> [Labeling and segmentation records]
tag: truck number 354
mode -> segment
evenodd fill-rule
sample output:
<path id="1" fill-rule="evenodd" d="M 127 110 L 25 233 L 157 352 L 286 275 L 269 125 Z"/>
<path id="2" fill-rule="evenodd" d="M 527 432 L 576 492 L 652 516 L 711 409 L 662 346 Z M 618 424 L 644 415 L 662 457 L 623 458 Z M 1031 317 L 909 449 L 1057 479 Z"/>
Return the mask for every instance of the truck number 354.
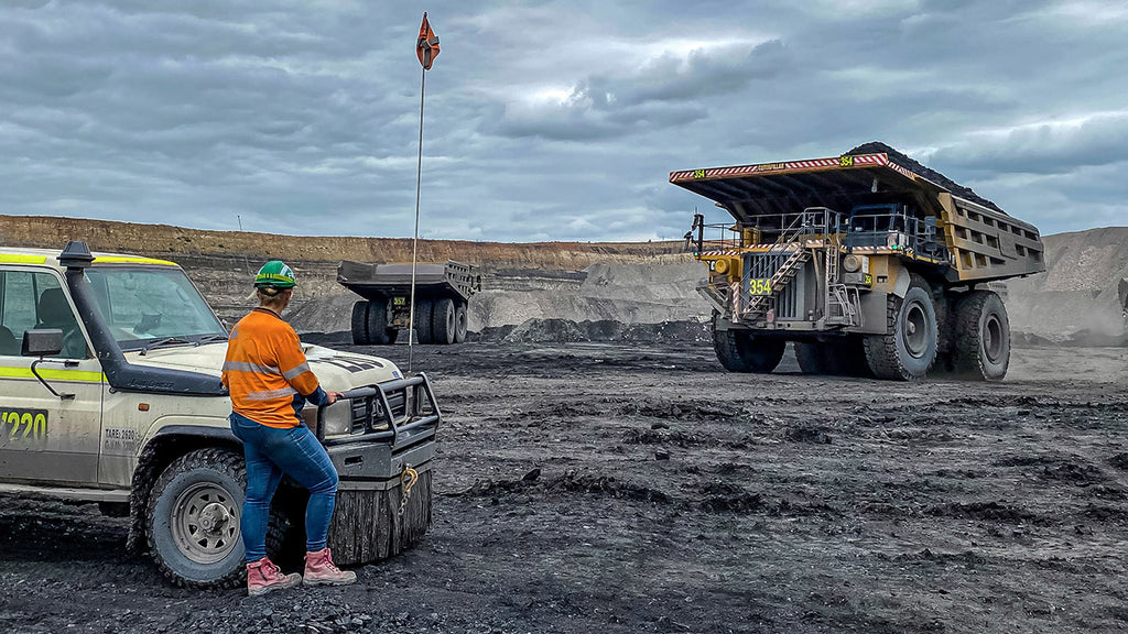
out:
<path id="1" fill-rule="evenodd" d="M 748 294 L 772 294 L 772 280 L 749 280 Z"/>
<path id="2" fill-rule="evenodd" d="M 47 416 L 30 412 L 3 412 L 0 414 L 0 430 L 5 428 L 8 429 L 8 440 L 39 440 L 47 437 Z"/>

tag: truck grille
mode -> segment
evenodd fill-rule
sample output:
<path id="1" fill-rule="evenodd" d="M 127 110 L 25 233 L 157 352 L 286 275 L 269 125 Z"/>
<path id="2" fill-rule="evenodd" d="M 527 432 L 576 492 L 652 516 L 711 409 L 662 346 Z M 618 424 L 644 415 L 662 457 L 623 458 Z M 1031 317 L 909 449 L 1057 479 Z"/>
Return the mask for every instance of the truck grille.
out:
<path id="1" fill-rule="evenodd" d="M 407 390 L 399 389 L 396 391 L 388 393 L 388 405 L 391 406 L 391 417 L 399 421 L 407 415 Z M 379 398 L 360 398 L 352 402 L 352 431 L 351 433 L 363 433 L 364 432 L 364 421 L 368 420 L 368 408 L 369 403 L 371 403 L 372 421 L 377 428 L 384 426 L 384 421 L 386 416 L 384 414 L 384 404 L 380 403 Z"/>

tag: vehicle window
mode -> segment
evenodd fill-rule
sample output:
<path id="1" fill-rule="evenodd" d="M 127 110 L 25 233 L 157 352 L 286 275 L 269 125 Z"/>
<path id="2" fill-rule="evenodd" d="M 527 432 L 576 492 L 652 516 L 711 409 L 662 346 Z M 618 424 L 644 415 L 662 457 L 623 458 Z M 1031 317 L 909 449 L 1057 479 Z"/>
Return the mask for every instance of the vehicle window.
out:
<path id="1" fill-rule="evenodd" d="M 98 308 L 123 350 L 153 340 L 226 337 L 227 331 L 179 268 L 90 268 Z"/>
<path id="2" fill-rule="evenodd" d="M 63 332 L 61 359 L 87 359 L 86 337 L 59 279 L 30 271 L 0 272 L 0 354 L 19 355 L 24 333 L 32 328 Z"/>

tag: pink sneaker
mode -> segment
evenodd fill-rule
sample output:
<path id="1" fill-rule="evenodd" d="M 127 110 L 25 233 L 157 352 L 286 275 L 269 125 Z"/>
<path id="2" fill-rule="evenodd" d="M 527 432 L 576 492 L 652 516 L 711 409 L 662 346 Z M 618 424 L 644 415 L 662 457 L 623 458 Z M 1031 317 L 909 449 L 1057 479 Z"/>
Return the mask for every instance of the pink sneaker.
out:
<path id="1" fill-rule="evenodd" d="M 293 588 L 301 583 L 301 575 L 297 572 L 282 574 L 282 570 L 274 565 L 267 557 L 247 564 L 247 595 L 257 597 L 271 590 L 283 590 Z"/>
<path id="2" fill-rule="evenodd" d="M 306 553 L 306 585 L 347 585 L 355 582 L 356 573 L 338 569 L 328 548 Z"/>

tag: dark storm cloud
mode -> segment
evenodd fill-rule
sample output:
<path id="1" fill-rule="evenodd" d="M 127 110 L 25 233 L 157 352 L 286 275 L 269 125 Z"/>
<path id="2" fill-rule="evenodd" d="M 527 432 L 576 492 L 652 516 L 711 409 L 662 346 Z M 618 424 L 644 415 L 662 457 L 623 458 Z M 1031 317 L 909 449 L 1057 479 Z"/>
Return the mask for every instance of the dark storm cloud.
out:
<path id="1" fill-rule="evenodd" d="M 1120 2 L 429 10 L 442 54 L 428 73 L 424 236 L 677 238 L 695 206 L 716 212 L 670 170 L 871 140 L 1043 231 L 1128 223 Z M 359 0 L 6 2 L 0 206 L 409 236 L 418 19 Z"/>

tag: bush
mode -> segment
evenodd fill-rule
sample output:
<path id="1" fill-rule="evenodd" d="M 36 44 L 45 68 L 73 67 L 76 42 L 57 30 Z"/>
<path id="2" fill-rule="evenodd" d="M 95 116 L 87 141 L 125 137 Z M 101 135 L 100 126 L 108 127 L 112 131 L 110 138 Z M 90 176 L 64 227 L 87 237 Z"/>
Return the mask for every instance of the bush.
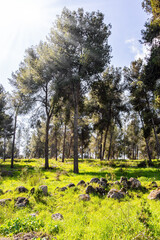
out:
<path id="1" fill-rule="evenodd" d="M 27 218 L 16 218 L 1 225 L 0 234 L 6 236 L 11 233 L 17 234 L 19 232 L 38 231 L 43 226 L 44 223 L 33 216 L 29 216 Z"/>

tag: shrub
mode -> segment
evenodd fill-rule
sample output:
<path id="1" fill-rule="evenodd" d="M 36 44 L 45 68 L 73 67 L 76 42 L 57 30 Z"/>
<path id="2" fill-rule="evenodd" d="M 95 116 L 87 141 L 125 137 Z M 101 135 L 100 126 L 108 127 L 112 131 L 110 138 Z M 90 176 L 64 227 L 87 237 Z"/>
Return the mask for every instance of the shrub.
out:
<path id="1" fill-rule="evenodd" d="M 6 236 L 11 233 L 17 234 L 19 232 L 38 231 L 43 226 L 44 223 L 33 216 L 29 216 L 27 218 L 16 218 L 9 220 L 6 224 L 1 225 L 0 234 Z"/>

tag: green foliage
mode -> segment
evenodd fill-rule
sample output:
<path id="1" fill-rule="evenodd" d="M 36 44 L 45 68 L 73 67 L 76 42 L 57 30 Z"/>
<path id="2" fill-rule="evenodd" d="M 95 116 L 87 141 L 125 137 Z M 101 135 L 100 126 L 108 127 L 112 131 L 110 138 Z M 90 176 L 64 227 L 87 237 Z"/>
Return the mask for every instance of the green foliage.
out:
<path id="1" fill-rule="evenodd" d="M 8 161 L 3 163 L 7 169 Z M 16 199 L 18 196 L 29 196 L 29 206 L 15 208 L 14 200 L 7 205 L 0 206 L 0 236 L 14 235 L 19 232 L 35 231 L 46 233 L 51 239 L 92 239 L 92 240 L 120 240 L 120 239 L 155 239 L 160 234 L 159 201 L 147 199 L 148 189 L 152 181 L 160 184 L 159 160 L 154 160 L 154 167 L 137 168 L 137 164 L 143 160 L 114 160 L 114 167 L 108 166 L 106 161 L 87 159 L 80 161 L 79 175 L 72 172 L 73 159 L 65 163 L 50 160 L 56 169 L 42 169 L 43 159 L 16 160 L 14 177 L 2 177 L 0 189 L 4 194 L 1 199 Z M 37 167 L 35 167 L 37 166 Z M 123 168 L 122 168 L 123 166 Z M 156 167 L 157 166 L 157 167 Z M 22 169 L 21 171 L 16 170 Z M 59 180 L 56 180 L 57 172 L 60 172 Z M 30 193 L 6 193 L 6 190 L 14 190 L 17 186 L 25 186 L 31 189 L 30 175 L 39 173 L 43 184 L 48 186 L 49 195 L 42 195 L 38 190 L 38 183 L 34 186 L 37 190 Z M 28 174 L 28 176 L 27 176 Z M 25 179 L 26 176 L 26 179 Z M 79 195 L 85 193 L 86 187 L 76 186 L 68 188 L 65 192 L 59 189 L 69 183 L 77 183 L 80 180 L 89 182 L 93 177 L 105 177 L 109 183 L 120 180 L 121 176 L 127 178 L 136 177 L 142 183 L 138 190 L 128 190 L 129 196 L 121 201 L 103 198 L 98 195 L 90 195 L 91 200 L 83 202 Z M 57 188 L 59 187 L 59 188 Z M 94 187 L 97 187 L 95 184 Z M 118 185 L 109 185 L 111 188 L 120 189 Z M 146 189 L 147 188 L 147 189 Z M 144 203 L 145 202 L 145 203 Z M 34 213 L 36 217 L 29 214 Z M 52 214 L 61 213 L 62 220 L 53 220 Z M 29 217 L 28 217 L 29 216 Z M 10 220 L 9 220 L 10 219 Z M 145 238 L 142 238 L 142 237 Z M 139 237 L 139 238 L 138 238 Z"/>
<path id="2" fill-rule="evenodd" d="M 0 233 L 3 235 L 16 234 L 19 232 L 39 231 L 44 226 L 42 220 L 36 217 L 24 217 L 8 220 L 5 224 L 0 226 Z"/>

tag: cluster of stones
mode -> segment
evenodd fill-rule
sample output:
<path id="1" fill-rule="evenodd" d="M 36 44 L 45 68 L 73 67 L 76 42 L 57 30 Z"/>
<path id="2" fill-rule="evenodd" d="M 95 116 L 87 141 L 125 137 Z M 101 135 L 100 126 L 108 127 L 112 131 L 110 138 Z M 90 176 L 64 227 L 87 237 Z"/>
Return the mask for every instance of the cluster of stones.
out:
<path id="1" fill-rule="evenodd" d="M 94 187 L 96 185 L 96 187 Z M 108 186 L 114 186 L 114 185 L 119 185 L 121 186 L 120 190 L 112 188 L 110 191 L 107 191 L 106 189 Z M 141 187 L 141 182 L 136 179 L 136 178 L 130 178 L 129 180 L 126 177 L 121 177 L 120 181 L 115 181 L 114 183 L 108 183 L 105 178 L 92 178 L 90 182 L 85 182 L 83 180 L 79 181 L 77 186 L 83 186 L 85 187 L 85 193 L 79 195 L 79 199 L 83 201 L 89 201 L 90 200 L 90 194 L 97 194 L 99 196 L 104 196 L 107 194 L 108 198 L 113 198 L 113 199 L 122 199 L 125 197 L 126 194 L 128 194 L 129 189 L 139 189 Z M 75 187 L 74 183 L 70 183 L 65 187 L 62 188 L 56 188 L 59 191 L 66 191 L 68 188 Z M 151 187 L 156 187 L 157 189 L 153 190 L 149 196 L 148 199 L 160 199 L 160 188 L 158 188 L 158 185 L 156 182 L 151 183 Z M 42 185 L 39 187 L 40 191 L 44 196 L 48 195 L 48 187 L 46 185 Z M 15 189 L 19 193 L 26 193 L 29 192 L 27 188 L 24 186 L 19 186 Z M 8 190 L 6 192 L 10 192 L 11 190 Z M 35 188 L 32 188 L 30 190 L 31 194 L 35 193 Z M 3 194 L 3 191 L 0 189 L 0 194 Z M 6 203 L 10 202 L 11 199 L 1 199 L 0 200 L 0 205 L 5 205 Z M 29 199 L 26 197 L 17 197 L 15 199 L 15 206 L 20 208 L 20 207 L 25 207 L 26 205 L 29 204 Z M 62 220 L 63 216 L 60 213 L 56 213 L 52 215 L 52 218 L 54 220 Z"/>
<path id="2" fill-rule="evenodd" d="M 42 185 L 39 187 L 39 189 L 42 191 L 42 194 L 47 196 L 48 195 L 48 187 L 46 185 Z M 19 193 L 27 193 L 29 190 L 25 188 L 24 186 L 19 186 L 15 189 L 15 191 L 18 191 Z M 6 191 L 7 192 L 12 192 L 11 190 Z M 32 188 L 30 190 L 31 194 L 34 194 L 35 188 Z M 3 194 L 3 191 L 0 189 L 0 193 Z M 8 202 L 12 201 L 11 198 L 6 198 L 6 199 L 1 199 L 0 200 L 0 205 L 4 206 Z M 26 197 L 17 197 L 15 200 L 15 207 L 21 208 L 25 207 L 29 204 L 29 199 Z"/>

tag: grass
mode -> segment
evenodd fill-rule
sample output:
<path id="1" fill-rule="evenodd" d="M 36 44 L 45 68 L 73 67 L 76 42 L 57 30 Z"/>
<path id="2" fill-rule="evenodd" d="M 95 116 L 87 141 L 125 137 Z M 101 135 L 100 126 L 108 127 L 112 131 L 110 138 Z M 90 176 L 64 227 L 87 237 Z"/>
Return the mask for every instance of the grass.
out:
<path id="1" fill-rule="evenodd" d="M 160 204 L 147 199 L 151 191 L 149 184 L 156 181 L 160 186 L 160 162 L 155 160 L 155 167 L 138 168 L 139 162 L 80 160 L 80 174 L 72 172 L 72 159 L 65 163 L 50 160 L 49 170 L 43 168 L 43 159 L 16 160 L 13 170 L 10 160 L 0 162 L 0 170 L 13 173 L 13 176 L 0 177 L 3 191 L 0 199 L 12 199 L 7 205 L 0 206 L 0 236 L 12 238 L 18 232 L 36 231 L 47 233 L 50 239 L 61 240 L 160 239 Z M 148 190 L 129 190 L 129 196 L 121 201 L 91 194 L 91 200 L 83 202 L 79 195 L 85 193 L 85 187 L 76 186 L 65 192 L 57 189 L 69 183 L 77 185 L 80 180 L 89 182 L 93 177 L 105 177 L 114 182 L 121 176 L 138 178 Z M 40 185 L 48 186 L 48 196 L 39 194 Z M 18 186 L 29 190 L 35 187 L 36 192 L 18 193 L 15 191 Z M 118 189 L 118 186 L 111 188 Z M 7 190 L 11 192 L 6 193 Z M 16 208 L 14 199 L 19 196 L 27 197 L 29 205 Z M 35 217 L 31 216 L 33 213 Z M 61 213 L 64 219 L 53 220 L 54 213 Z"/>

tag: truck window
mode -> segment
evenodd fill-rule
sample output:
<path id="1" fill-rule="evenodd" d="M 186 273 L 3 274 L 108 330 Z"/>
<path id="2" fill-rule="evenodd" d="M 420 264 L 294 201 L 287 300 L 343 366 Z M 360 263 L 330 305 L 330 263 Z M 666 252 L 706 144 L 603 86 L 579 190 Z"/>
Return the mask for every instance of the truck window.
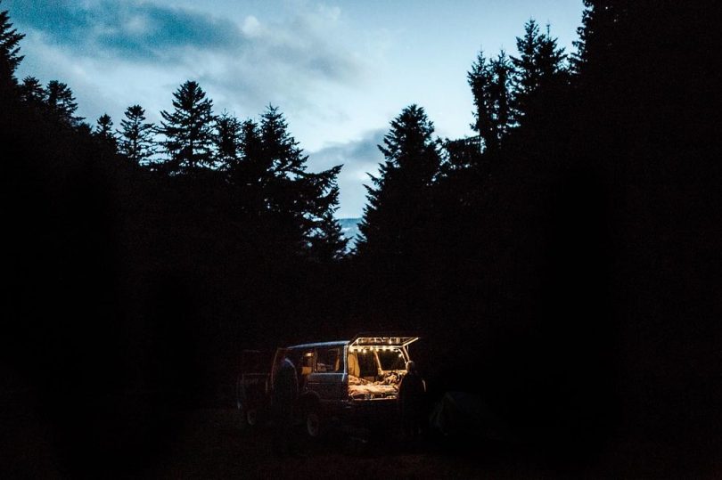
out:
<path id="1" fill-rule="evenodd" d="M 319 373 L 340 373 L 342 370 L 340 362 L 340 348 L 318 348 L 316 351 L 316 371 Z"/>

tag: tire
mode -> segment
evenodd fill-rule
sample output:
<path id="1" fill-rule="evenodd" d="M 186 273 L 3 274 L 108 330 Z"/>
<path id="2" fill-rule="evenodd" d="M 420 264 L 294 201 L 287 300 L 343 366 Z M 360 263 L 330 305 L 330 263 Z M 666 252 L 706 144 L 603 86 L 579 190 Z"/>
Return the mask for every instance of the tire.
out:
<path id="1" fill-rule="evenodd" d="M 250 427 L 251 428 L 255 428 L 260 423 L 260 415 L 258 413 L 258 409 L 248 409 L 243 411 L 244 413 L 244 419 L 246 425 Z"/>
<path id="2" fill-rule="evenodd" d="M 318 438 L 324 432 L 323 420 L 318 409 L 309 409 L 304 418 L 306 435 L 311 438 Z"/>
<path id="3" fill-rule="evenodd" d="M 256 428 L 260 425 L 260 412 L 256 408 L 245 408 L 241 402 L 236 403 L 238 417 L 242 428 Z"/>

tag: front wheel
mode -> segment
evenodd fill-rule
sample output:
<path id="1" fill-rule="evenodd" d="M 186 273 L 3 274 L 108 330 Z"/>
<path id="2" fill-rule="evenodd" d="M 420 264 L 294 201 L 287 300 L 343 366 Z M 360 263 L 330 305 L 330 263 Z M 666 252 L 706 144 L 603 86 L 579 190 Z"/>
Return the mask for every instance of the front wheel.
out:
<path id="1" fill-rule="evenodd" d="M 322 421 L 321 415 L 317 410 L 309 410 L 306 412 L 306 433 L 311 438 L 318 438 L 321 436 Z"/>

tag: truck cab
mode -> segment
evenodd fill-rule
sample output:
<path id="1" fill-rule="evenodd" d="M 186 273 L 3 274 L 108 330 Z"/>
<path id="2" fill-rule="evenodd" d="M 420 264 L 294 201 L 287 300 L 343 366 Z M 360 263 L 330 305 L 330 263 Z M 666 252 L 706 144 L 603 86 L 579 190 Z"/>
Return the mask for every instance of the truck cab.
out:
<path id="1" fill-rule="evenodd" d="M 308 435 L 318 436 L 331 420 L 369 428 L 395 424 L 398 386 L 411 360 L 408 346 L 416 340 L 409 335 L 361 333 L 350 340 L 279 348 L 276 359 L 284 354 L 296 367 L 298 410 Z"/>

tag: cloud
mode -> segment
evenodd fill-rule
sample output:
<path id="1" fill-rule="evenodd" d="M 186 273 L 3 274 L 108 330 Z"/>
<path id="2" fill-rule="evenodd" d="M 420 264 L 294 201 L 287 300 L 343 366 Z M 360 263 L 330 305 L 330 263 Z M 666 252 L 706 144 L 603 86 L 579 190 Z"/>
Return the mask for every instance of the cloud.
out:
<path id="1" fill-rule="evenodd" d="M 366 198 L 364 185 L 371 183 L 368 174 L 376 175 L 379 163 L 383 160 L 377 145 L 382 143 L 385 134 L 384 129 L 369 131 L 359 140 L 333 143 L 309 154 L 308 163 L 314 170 L 343 164 L 339 175 L 339 218 L 362 216 Z"/>
<path id="2" fill-rule="evenodd" d="M 11 2 L 10 8 L 20 25 L 88 56 L 175 61 L 186 48 L 228 50 L 245 42 L 229 20 L 150 2 Z"/>
<path id="3" fill-rule="evenodd" d="M 339 20 L 337 8 L 299 10 L 290 21 L 275 24 L 264 24 L 253 15 L 236 23 L 205 12 L 137 0 L 11 0 L 9 9 L 22 28 L 42 32 L 47 44 L 88 58 L 196 64 L 220 56 L 228 63 L 261 69 L 270 63 L 297 75 L 340 81 L 353 78 L 357 69 L 324 35 Z M 273 73 L 283 69 L 275 68 Z M 235 72 L 230 69 L 228 73 Z"/>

> [WORK TO COMPLETE]
Render the lines from the start of the records through the line containing "47 416 L 30" as a JSON list of strings, one string per line, with blank lines and pictures left out.

> [SOLUTION]
[
  "tag: truck number 354",
  "mode -> segment",
  "evenodd fill-rule",
  "sample output:",
  "<path id=\"1\" fill-rule=\"evenodd\" d=\"M 127 110 L 25 233 L 157 352 L 286 275 L 269 125 Z\"/>",
  "<path id=\"2\" fill-rule=\"evenodd\" d=\"M 527 432 L 576 492 L 652 516 L 711 409 L 662 346 Z M 618 424 L 644 415 L 662 457 L 623 458 Z M 1031 317 L 909 449 L 1057 479 Z\"/>",
  "Return the mask for every instance of the truck number 354.",
  "out:",
  "<path id=\"1\" fill-rule=\"evenodd\" d=\"M 748 294 L 772 294 L 772 280 L 749 280 Z\"/>",
  "<path id=\"2\" fill-rule=\"evenodd\" d=\"M 47 416 L 30 412 L 3 412 L 0 414 L 0 430 L 5 428 L 8 429 L 8 440 L 39 440 L 47 437 Z\"/>"
]